▶ **ACTIVITY**:
Please transcribe the line with "box: [104, 105, 127, 128]" and the lines after it through the end of the listing below, keeping both ends and nothing more.

▶ **THE DATA**:
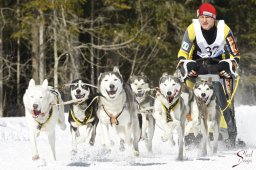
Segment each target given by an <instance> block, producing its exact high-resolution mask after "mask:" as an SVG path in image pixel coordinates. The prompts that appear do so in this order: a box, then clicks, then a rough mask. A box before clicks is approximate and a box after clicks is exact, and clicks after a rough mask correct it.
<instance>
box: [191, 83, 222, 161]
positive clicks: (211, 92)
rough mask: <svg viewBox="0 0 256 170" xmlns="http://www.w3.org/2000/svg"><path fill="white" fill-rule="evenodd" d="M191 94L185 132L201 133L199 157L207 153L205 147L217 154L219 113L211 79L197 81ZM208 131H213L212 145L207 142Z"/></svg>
mask: <svg viewBox="0 0 256 170" xmlns="http://www.w3.org/2000/svg"><path fill="white" fill-rule="evenodd" d="M193 92H194V97H193V101H192V102H191V114H192V115H191V117H192V121H190V122H188V124H187V125H186V132H189V131H190V129H191V128H193V131H194V134H195V136H197V134H198V133H202V136H203V138H202V141H201V153H200V156H206V155H207V153H209V151H207V146H208V147H209V148H210V149H211V150H212V152H213V153H216V152H217V148H218V137H219V128H220V117H221V111H220V108H219V106H218V104H217V99H216V96H215V92H214V88H213V84H212V81H211V79H209V80H208V81H206V80H200V79H199V81H197V82H196V83H195V85H194V87H193ZM209 130H212V131H213V138H214V140H213V145H211V144H210V141H209ZM212 147H213V148H212Z"/></svg>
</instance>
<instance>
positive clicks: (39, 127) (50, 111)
mask: <svg viewBox="0 0 256 170" xmlns="http://www.w3.org/2000/svg"><path fill="white" fill-rule="evenodd" d="M52 111H53V107H51V110H50V112H49V116H48V118H47V119H46V121H45V122H43V123H40V122H38V121H37V120H35V121H36V122H37V123H38V125H37V127H36V128H37V129H38V130H41V129H42V126H43V125H44V124H46V123H47V122H48V121H49V120H50V118H51V117H52Z"/></svg>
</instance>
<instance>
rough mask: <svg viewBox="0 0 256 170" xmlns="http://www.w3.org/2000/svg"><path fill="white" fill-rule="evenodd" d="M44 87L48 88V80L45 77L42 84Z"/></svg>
mask: <svg viewBox="0 0 256 170" xmlns="http://www.w3.org/2000/svg"><path fill="white" fill-rule="evenodd" d="M42 87H43V88H44V89H48V80H47V79H44V81H43V84H42Z"/></svg>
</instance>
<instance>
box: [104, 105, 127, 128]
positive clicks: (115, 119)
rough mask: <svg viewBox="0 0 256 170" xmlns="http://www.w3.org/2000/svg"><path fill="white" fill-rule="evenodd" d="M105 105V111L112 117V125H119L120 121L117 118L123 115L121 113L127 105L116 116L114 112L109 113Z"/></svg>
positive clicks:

▶ **FINAL ANSWER**:
box: [104, 105, 127, 128]
positive clicks: (115, 119)
rough mask: <svg viewBox="0 0 256 170" xmlns="http://www.w3.org/2000/svg"><path fill="white" fill-rule="evenodd" d="M105 105V111L112 117V125H119L120 121L117 118L123 115L121 113L127 105L116 116L114 112L109 113Z"/></svg>
positive clicks:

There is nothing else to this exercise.